__Lista de tareas__
• A. Pasa al inglés esta oración del texto sobre la esclavitud: "Sin embargo, escapa al propósito de este artículo hacer una exposición detallada de las relaciones sociales que tenían lugar en las sociedades llamadas precapitalistas."
• B. Imprime tal cual la parte de los registros que empieza con la línea que contiene "tag: dock walkway surface" y termina con la que contiene "M1141 492L984 571L931 611L859 640L1141 641Z", incluidas las dos.

__Texto de partida__
Hemos de recordar que «la mayoría de las sociedades esclavistas poseen un vocabulario amplio que cubre diversas condiciones de servidumbre que ya no tienen equivalente en nuestras lenguas y que reflejamos uniformemente por ‘esclavo'»4: hoy solemos considerar la «esclavitud» como una categoría homogénea de dependencia que acostumbramos a anteponer a aquella otra del «trabajo asalariado». Se ignora, por ejemplo, que había hombres libres que se esclavizavan voluntariamente con ánimo de mejorar su situación, al ponerse al servicio de personas ricas, cultas e influyentes esperando participar en alguna medida de su poder, riqueza, protección, etc. Así, muchos administradores del Imperio Romano eran esclavos del emperador o de los potentados de la época, especificándose jurídicamente relaciones de fidelidad y dependencia absolutas que, de hecho, se han seguido produciendo en el mundo de la política y de la empresa, sin respaldo jurídico formal. Por otra parte, en las sociedades precapitalistas la esclavitud no fué una relación tan generalizada y determinante como comunmente se piensa: incluso en el agro de la Roma Imperial los campesinos libres solían predominar sobre los esclavos. Sin embargo, escapa al propósito de este artículo hacer una exposición detallada de las relaciones sociales que tenían lugar en las sociedades llamadas precapitalistas.

__Registros a procesar__
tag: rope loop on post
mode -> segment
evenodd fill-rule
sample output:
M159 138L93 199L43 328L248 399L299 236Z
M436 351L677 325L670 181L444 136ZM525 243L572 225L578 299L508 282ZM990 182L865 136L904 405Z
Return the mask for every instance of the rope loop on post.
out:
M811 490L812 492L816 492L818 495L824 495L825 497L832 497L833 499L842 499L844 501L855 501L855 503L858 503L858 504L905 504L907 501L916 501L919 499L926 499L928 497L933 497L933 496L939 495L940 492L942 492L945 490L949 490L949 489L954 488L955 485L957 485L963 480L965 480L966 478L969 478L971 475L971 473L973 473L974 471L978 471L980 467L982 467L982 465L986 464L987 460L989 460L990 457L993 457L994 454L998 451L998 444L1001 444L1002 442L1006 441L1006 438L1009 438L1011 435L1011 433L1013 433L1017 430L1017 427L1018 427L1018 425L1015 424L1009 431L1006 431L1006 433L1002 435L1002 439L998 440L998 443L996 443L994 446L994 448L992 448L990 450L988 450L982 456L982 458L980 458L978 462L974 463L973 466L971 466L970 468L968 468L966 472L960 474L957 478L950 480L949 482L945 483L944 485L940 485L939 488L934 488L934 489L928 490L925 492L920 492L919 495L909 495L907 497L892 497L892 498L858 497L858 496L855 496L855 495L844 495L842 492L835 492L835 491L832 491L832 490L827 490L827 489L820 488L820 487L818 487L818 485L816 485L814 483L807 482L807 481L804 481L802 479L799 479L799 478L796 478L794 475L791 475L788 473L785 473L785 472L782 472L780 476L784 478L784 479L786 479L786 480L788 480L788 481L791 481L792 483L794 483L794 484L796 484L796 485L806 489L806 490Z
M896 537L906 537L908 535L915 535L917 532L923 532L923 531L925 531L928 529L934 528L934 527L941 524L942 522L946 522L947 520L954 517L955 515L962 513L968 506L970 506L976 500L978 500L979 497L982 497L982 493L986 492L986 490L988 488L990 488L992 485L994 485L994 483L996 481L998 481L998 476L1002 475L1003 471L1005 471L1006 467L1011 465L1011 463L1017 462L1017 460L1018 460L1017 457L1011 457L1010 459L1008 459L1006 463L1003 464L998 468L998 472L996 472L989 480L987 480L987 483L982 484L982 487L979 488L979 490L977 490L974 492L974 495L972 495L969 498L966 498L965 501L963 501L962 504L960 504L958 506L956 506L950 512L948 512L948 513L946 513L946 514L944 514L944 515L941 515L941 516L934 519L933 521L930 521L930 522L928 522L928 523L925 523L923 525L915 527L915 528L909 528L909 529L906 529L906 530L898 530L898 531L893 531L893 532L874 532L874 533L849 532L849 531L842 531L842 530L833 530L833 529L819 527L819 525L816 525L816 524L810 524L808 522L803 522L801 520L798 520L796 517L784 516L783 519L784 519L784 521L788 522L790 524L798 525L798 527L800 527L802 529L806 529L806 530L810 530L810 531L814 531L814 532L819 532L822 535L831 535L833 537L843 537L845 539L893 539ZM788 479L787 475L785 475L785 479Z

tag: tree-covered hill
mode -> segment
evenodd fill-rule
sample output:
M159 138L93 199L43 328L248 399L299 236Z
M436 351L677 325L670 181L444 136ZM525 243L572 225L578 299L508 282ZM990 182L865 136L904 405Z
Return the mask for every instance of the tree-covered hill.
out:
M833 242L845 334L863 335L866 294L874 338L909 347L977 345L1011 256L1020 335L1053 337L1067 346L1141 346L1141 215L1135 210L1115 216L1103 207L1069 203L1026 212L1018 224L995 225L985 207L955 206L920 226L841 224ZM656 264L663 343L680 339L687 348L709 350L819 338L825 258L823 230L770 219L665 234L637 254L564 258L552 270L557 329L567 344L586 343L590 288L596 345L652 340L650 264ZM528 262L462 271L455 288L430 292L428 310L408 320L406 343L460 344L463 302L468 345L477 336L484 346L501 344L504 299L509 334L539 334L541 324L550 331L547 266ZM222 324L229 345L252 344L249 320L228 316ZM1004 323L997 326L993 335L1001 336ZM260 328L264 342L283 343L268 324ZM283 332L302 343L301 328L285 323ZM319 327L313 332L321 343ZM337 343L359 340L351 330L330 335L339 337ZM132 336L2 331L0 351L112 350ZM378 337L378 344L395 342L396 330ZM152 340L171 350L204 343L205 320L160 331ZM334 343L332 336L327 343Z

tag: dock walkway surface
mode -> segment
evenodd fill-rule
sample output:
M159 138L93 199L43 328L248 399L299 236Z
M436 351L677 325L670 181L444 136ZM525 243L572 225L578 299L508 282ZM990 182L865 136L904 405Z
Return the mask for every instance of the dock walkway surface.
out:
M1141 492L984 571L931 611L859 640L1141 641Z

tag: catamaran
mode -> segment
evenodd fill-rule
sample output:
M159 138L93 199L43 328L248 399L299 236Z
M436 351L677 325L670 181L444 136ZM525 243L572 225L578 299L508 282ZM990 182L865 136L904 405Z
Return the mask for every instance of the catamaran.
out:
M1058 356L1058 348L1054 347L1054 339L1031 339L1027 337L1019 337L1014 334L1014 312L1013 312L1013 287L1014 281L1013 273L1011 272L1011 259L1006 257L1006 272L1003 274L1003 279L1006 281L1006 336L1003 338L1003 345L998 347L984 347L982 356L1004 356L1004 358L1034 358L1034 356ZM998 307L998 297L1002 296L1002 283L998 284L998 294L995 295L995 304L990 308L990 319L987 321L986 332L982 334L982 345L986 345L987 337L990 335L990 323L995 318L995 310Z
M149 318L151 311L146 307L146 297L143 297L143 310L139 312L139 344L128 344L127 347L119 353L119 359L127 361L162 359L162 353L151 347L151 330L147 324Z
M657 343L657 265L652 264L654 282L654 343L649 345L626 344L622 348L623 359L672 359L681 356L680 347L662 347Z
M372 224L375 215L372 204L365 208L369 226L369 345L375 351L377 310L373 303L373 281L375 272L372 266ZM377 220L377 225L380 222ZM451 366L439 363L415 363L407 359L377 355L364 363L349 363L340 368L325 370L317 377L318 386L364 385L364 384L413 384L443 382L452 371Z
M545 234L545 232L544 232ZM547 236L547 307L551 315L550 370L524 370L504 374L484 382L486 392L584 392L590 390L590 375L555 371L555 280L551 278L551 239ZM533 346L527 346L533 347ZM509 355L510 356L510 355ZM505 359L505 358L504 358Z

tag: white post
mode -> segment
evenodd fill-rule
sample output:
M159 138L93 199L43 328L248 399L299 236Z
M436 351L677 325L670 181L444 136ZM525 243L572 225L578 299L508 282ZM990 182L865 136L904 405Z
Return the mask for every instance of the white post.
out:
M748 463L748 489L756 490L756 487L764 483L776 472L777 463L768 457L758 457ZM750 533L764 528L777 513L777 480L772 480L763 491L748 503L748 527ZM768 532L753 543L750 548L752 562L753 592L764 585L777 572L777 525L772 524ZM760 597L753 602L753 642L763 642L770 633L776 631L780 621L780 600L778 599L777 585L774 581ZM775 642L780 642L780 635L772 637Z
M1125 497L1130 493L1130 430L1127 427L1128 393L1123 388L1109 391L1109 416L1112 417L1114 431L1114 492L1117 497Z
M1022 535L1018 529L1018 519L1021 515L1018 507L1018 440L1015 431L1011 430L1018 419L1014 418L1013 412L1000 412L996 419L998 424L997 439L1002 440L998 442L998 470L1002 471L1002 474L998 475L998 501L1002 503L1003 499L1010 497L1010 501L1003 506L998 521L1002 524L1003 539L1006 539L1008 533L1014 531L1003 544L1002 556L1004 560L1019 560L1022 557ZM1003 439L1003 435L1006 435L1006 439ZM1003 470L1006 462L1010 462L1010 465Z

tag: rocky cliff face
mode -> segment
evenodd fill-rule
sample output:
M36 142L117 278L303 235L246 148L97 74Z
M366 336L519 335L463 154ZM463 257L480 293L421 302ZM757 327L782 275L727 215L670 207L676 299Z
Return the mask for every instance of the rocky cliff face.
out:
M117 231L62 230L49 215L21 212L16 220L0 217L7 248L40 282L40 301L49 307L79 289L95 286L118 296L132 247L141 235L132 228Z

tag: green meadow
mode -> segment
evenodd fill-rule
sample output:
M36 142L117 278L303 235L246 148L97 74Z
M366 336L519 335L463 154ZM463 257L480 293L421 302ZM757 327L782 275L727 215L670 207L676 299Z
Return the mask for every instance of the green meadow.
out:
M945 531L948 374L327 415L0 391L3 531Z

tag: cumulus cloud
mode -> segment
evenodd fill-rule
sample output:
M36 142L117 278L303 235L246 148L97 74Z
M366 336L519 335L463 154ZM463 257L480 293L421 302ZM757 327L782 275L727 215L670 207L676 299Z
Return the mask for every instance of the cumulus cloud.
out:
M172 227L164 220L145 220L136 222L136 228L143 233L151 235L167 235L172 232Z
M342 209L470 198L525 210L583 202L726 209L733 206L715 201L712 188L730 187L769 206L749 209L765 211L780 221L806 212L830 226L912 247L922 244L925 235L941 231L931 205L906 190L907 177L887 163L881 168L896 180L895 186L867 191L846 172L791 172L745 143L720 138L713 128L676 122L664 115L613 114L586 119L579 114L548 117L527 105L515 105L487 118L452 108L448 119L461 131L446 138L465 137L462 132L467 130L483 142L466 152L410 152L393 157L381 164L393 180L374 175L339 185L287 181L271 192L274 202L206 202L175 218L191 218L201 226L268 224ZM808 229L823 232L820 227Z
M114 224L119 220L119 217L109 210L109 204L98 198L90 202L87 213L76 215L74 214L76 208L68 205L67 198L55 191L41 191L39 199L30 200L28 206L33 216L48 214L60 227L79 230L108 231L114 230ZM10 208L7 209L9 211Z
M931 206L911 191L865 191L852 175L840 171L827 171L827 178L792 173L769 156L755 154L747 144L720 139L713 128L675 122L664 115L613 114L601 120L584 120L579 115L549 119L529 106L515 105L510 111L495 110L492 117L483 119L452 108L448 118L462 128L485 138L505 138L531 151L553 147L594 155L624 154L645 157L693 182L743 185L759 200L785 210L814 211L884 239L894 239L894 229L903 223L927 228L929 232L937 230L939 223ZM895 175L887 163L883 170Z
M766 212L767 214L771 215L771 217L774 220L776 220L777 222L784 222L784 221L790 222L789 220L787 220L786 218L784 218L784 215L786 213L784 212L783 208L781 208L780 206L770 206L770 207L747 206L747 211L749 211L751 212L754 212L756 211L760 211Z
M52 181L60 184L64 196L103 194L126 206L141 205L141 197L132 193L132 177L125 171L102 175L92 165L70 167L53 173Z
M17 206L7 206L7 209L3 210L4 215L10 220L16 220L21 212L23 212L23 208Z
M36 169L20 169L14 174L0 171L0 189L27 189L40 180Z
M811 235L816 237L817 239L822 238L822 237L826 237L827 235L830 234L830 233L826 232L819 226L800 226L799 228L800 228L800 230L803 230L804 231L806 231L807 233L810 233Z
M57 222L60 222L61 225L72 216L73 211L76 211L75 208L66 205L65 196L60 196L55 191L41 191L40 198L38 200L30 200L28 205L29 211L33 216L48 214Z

__Resultados por tarea__
• A. However, a detailed account of the social relations that existed in so-called precapitalist societies is beyond the scope of this article.

• B.
tag: dock walkway surface
mode -> segment
evenodd fill-rule
sample output:
M159 138L93 199L43 328L248 399L299 236Z
M436 351L677 325L670 181L444 136ZM525 243L572 225L578 299L508 282ZM990 182L865 136L904 405Z
Return the mask for every instance of the dock walkway surface.
out:
M1141 492L984 571L931 611L859 640L1141 641Z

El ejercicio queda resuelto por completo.